Reproduce the following records word for word.

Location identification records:
━━━━━━━━━━━━━━━━━━━━━━━━━━━━━━
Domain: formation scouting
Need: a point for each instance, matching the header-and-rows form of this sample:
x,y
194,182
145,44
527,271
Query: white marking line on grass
━━━━━━━━━━━━━━━━━━━━━━━━━━━━━━
◆ **EXPECTED ANSWER**:
Domain: formation scouting
Need: a point for each instance, matching the header-and-rows form of this sample:
x,y
194,182
145,44
527,271
Query: white marking line on grass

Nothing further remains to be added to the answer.